ASSIGNED TASK = Produce the records again in full, exactly as shown below.
───
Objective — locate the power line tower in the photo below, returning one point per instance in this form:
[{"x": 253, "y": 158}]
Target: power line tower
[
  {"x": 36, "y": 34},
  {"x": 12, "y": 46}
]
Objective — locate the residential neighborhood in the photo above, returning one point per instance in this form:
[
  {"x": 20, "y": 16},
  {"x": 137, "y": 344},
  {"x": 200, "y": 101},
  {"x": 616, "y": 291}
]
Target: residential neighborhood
───
TASK SOLUTION =
Objective — locate the power line tower in the photo below, returning one point per instance in this form:
[{"x": 253, "y": 158}]
Target: power line tower
[
  {"x": 36, "y": 34},
  {"x": 12, "y": 46}
]
Objective — locate the residential neighborhood in the photo above, returning one point per instance in this form:
[
  {"x": 20, "y": 16},
  {"x": 137, "y": 344},
  {"x": 200, "y": 101},
  {"x": 616, "y": 291}
]
Target: residential neighborhood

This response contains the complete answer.